During the mid-2000s, Mercury began a series of model introductions to expand its model line beyond the Sable and Grand Marquis.   For 2003, the Mercury Marauder made its return (after a hiatus of over three decades) as a high-performance variant of the Grand Marquis.  Developed as a 2000s competitor for the 1994–1996 Chevrolet Impala SS, the Marauder was styled with a nearly monochromatic exterior (as with the Impala SS, most examples were produced in black); as with the Cougar, the Marauder was marketed without a Ford or Lincoln counterpart.  Coinciding with the introduction of the Marauder, the Grand Marquis underwent its largest model update since 1992, receiving a near-complete redesign of the chassis to upgrade its road handling and durability (the exterior and interior underwent minor upgrades).

For 2004, Mercury made its return to the minivan segment, replacing the Villager with the revival of the Mercury Monterey nameplate.   The first Mercury minivan produced by Ford, the Monterey was a counterpart of the Ford Freestar (introduced as the third generation of the Ford Windstar).  The Monterey matched the Chrysler Town & Country and Oldsmobile Silhouette (and its Buick Terraza successor) directly in size; in a segment first, the Monterey introduced heated/cooled front seats.  After its second year on the market, the Marauder was discontinued (outsold by the Impala SS by nearly 6-to-1).

- [Requirements]: Summarize the passage on Mercury's mid-2000s model introductions in two sentences. Rely solely on the passage about Mercury's mid-2000s models.

- [Extracted material]:
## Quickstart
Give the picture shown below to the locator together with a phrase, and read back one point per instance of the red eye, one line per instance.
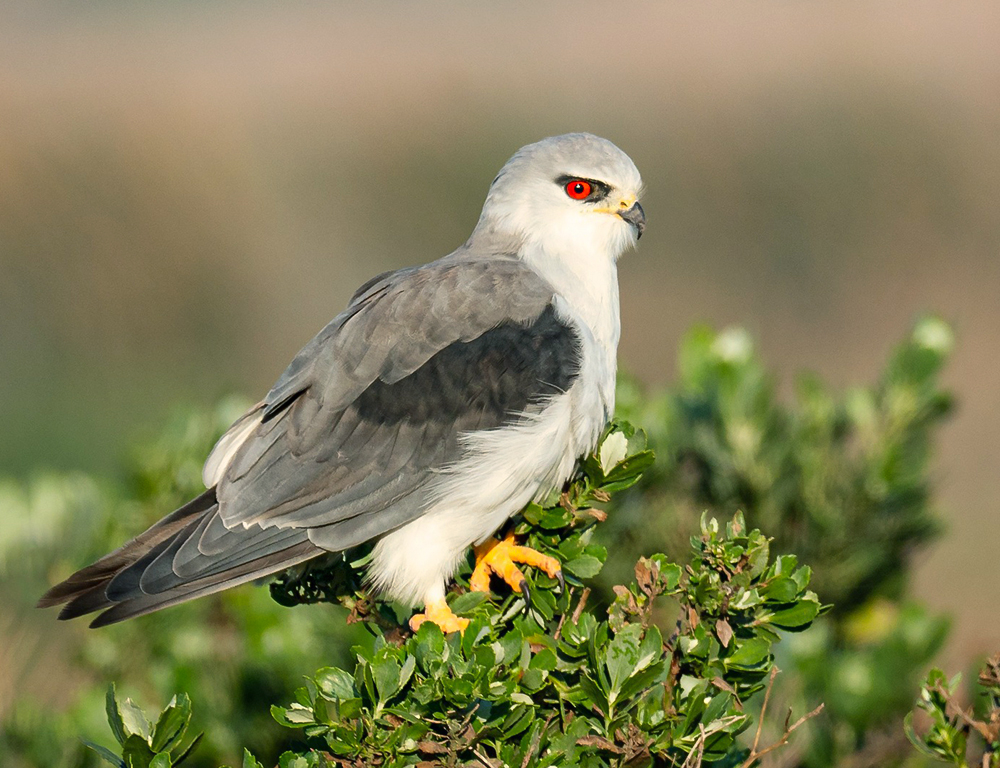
(579, 189)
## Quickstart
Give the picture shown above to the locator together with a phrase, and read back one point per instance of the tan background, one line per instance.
(189, 191)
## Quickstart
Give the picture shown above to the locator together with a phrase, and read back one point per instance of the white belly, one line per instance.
(503, 470)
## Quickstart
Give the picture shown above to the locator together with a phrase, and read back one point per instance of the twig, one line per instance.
(579, 606)
(763, 710)
(755, 756)
(535, 742)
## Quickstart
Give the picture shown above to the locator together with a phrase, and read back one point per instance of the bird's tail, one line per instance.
(187, 554)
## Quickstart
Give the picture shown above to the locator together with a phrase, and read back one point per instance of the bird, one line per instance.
(441, 401)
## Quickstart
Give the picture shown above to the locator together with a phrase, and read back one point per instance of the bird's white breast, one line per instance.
(503, 469)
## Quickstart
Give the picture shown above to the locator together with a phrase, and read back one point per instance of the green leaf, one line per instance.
(136, 752)
(796, 617)
(781, 589)
(386, 674)
(106, 754)
(463, 604)
(622, 657)
(749, 653)
(134, 719)
(335, 683)
(114, 715)
(584, 566)
(172, 724)
(249, 761)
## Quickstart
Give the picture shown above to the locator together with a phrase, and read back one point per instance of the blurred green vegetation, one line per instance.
(840, 479)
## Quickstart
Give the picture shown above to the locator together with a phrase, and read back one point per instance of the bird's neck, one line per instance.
(587, 280)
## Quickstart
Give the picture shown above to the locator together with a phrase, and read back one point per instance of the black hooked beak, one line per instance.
(636, 217)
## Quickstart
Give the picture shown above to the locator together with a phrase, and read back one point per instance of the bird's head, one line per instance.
(567, 193)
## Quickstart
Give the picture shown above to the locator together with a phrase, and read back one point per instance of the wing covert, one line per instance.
(366, 413)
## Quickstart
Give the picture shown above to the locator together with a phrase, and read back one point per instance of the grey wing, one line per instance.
(347, 442)
(344, 446)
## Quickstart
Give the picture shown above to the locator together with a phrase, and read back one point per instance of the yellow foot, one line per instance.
(438, 612)
(499, 557)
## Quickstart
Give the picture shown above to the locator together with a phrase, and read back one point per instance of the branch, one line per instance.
(755, 756)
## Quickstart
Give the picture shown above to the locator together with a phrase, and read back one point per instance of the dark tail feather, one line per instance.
(99, 573)
(255, 569)
(115, 583)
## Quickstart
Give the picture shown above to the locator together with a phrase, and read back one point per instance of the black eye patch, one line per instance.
(598, 189)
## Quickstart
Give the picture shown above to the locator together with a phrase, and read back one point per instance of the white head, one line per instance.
(576, 192)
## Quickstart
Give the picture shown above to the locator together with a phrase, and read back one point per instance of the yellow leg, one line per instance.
(438, 612)
(499, 557)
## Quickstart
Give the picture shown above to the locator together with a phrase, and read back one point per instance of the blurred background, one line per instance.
(188, 192)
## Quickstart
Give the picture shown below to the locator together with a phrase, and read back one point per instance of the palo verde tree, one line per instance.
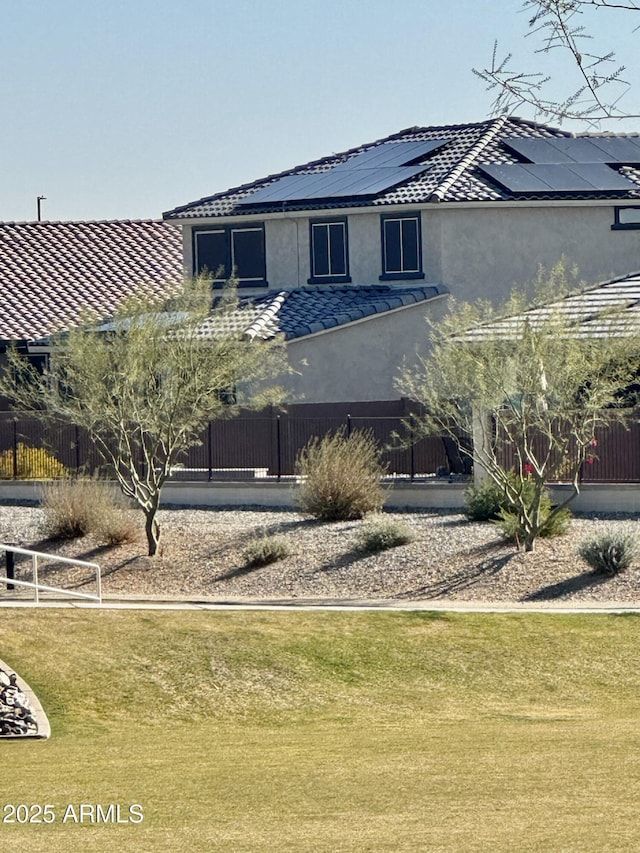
(574, 76)
(531, 388)
(145, 384)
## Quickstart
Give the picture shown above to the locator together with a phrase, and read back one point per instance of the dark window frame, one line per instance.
(625, 226)
(228, 232)
(331, 277)
(401, 274)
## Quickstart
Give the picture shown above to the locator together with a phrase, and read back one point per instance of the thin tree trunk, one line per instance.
(152, 529)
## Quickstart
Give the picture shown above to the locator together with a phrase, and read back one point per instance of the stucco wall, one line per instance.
(485, 252)
(474, 251)
(360, 361)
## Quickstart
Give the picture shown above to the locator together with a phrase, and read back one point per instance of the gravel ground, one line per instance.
(450, 560)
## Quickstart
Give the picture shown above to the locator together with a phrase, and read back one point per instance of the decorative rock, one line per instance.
(20, 713)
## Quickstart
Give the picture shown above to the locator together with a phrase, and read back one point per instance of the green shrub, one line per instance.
(32, 463)
(266, 549)
(341, 476)
(489, 502)
(75, 508)
(509, 524)
(611, 552)
(380, 534)
(484, 502)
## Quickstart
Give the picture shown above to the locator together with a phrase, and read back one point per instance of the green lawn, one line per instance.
(329, 732)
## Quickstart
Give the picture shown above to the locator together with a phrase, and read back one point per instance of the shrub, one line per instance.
(488, 502)
(266, 549)
(611, 552)
(32, 463)
(484, 502)
(509, 524)
(380, 534)
(78, 507)
(341, 476)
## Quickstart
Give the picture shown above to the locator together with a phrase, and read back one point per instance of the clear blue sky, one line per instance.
(124, 108)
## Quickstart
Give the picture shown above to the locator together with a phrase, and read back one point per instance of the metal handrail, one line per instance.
(36, 586)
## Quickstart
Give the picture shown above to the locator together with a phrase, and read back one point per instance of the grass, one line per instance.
(330, 731)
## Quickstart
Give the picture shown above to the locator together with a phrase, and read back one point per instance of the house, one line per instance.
(346, 255)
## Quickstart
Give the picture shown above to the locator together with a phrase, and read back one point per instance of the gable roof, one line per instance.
(51, 272)
(451, 172)
(609, 308)
(308, 310)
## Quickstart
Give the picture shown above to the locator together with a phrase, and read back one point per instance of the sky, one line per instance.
(123, 109)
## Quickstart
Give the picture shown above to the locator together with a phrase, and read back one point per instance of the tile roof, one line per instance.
(51, 272)
(452, 174)
(610, 308)
(307, 310)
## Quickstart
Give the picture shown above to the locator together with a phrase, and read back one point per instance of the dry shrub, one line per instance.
(32, 463)
(611, 551)
(380, 534)
(341, 476)
(87, 506)
(266, 549)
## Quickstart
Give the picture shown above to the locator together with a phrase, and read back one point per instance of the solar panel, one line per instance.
(368, 173)
(557, 177)
(608, 149)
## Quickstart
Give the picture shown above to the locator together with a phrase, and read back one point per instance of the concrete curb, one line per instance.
(440, 606)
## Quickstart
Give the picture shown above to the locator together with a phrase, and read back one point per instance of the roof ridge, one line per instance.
(311, 164)
(44, 222)
(468, 159)
(259, 324)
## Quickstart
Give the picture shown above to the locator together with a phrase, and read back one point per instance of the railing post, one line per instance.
(278, 448)
(35, 579)
(210, 450)
(15, 449)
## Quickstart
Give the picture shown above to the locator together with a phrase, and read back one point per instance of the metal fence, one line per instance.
(266, 444)
(250, 446)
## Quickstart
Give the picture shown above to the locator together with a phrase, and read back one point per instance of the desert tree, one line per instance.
(587, 83)
(145, 383)
(530, 388)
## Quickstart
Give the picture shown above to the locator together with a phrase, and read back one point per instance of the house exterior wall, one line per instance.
(485, 252)
(482, 251)
(360, 361)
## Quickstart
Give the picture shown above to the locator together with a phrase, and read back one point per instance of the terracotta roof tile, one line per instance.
(50, 272)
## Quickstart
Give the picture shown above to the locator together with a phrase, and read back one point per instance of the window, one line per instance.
(627, 218)
(329, 251)
(401, 250)
(228, 249)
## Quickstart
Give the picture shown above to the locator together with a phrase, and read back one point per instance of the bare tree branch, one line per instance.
(601, 85)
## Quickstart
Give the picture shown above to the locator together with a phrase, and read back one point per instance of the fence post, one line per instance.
(412, 438)
(210, 450)
(77, 431)
(15, 449)
(10, 557)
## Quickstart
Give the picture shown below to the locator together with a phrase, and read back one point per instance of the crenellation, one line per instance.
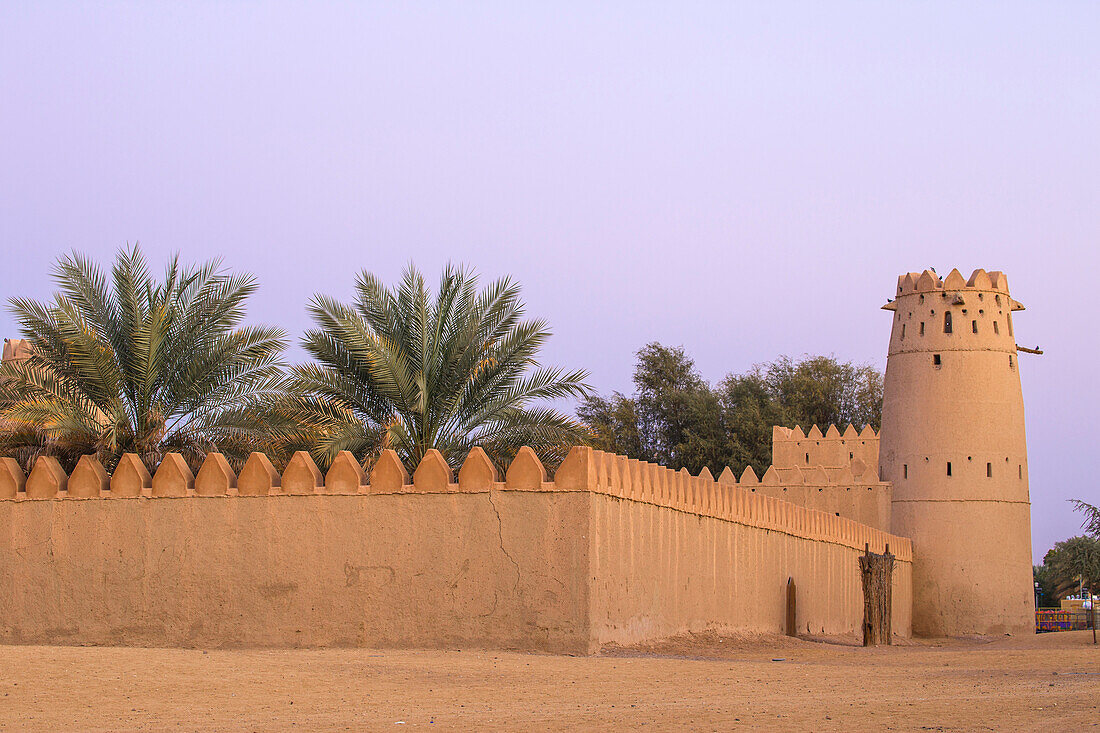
(131, 478)
(526, 471)
(259, 477)
(301, 474)
(477, 472)
(89, 479)
(388, 474)
(433, 474)
(345, 476)
(12, 479)
(47, 479)
(216, 477)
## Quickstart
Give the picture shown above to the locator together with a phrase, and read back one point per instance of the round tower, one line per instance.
(953, 445)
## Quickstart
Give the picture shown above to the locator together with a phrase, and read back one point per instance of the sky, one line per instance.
(743, 179)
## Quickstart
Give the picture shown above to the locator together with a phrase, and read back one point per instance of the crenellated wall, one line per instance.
(791, 447)
(831, 472)
(612, 550)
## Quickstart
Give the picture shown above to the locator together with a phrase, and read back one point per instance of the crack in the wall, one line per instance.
(499, 533)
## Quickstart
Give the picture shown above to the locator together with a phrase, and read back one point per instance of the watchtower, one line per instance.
(953, 445)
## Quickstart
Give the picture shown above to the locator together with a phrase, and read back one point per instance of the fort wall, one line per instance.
(613, 550)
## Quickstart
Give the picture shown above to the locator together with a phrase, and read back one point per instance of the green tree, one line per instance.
(823, 391)
(136, 364)
(1075, 564)
(409, 370)
(748, 413)
(677, 419)
(1091, 523)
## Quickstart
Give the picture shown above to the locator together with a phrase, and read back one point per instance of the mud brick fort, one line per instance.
(608, 550)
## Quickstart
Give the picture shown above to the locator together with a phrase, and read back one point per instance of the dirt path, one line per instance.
(1051, 681)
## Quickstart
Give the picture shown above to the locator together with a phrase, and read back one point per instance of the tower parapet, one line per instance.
(953, 446)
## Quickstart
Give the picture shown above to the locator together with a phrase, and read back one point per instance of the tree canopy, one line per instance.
(677, 419)
(411, 370)
(134, 363)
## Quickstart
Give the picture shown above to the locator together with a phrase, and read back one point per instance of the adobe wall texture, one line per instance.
(613, 550)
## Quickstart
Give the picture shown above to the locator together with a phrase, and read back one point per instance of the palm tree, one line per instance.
(406, 370)
(140, 365)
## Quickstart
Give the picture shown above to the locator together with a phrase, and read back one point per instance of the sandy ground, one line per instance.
(702, 682)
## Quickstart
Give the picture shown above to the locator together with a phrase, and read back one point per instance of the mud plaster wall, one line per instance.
(659, 571)
(402, 570)
(614, 550)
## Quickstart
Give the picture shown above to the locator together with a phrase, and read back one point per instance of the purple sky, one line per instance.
(743, 182)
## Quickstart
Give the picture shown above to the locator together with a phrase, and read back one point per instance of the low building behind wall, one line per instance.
(613, 550)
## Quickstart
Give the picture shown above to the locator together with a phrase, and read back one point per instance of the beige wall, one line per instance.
(791, 447)
(660, 572)
(615, 550)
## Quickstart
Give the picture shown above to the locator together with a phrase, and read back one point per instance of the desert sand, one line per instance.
(695, 682)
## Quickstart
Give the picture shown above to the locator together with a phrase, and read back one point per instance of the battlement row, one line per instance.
(832, 433)
(857, 451)
(584, 469)
(928, 281)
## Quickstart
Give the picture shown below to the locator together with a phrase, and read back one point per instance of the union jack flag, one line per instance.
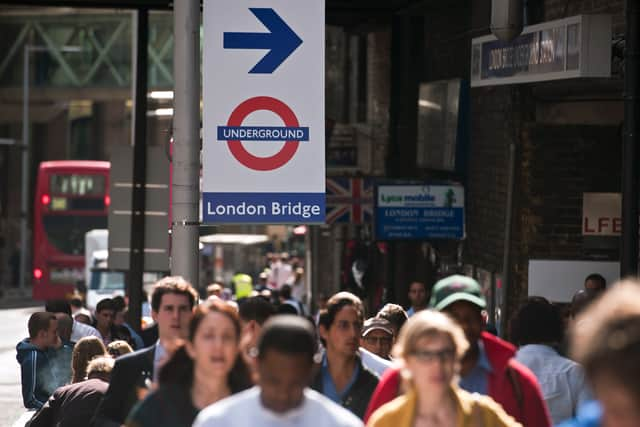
(349, 200)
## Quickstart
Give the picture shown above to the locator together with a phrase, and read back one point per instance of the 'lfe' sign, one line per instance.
(601, 214)
(263, 119)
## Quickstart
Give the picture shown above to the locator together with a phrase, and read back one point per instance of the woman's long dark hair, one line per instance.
(179, 368)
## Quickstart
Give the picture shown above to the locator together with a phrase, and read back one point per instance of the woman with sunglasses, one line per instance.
(205, 369)
(430, 348)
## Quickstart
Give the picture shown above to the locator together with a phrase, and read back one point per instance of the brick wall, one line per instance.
(555, 164)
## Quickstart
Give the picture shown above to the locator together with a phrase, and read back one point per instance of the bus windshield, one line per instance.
(66, 232)
(77, 185)
(105, 280)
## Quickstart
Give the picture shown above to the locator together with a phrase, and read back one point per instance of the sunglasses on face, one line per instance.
(376, 340)
(446, 355)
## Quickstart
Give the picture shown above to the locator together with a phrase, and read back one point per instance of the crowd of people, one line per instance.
(263, 360)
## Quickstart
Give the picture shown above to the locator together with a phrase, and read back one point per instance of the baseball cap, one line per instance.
(456, 288)
(376, 323)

- [Output for this task]: For 2003, Mercury revived the Marauder as a high-performance variant of the Grand Marquis, most examples of which were produced in black, while the Grand Marquis received a near-complete chassis redesign; the Marauder was discontinued after its second year, outsold by the Impala SS by nearly 6-to-1. For 2004, Mercury returned to the minivan segment by replacing the Villager with a revived Monterey, a counterpart of the Ford Freestar that introduced heated/cooled front seats as a segment first.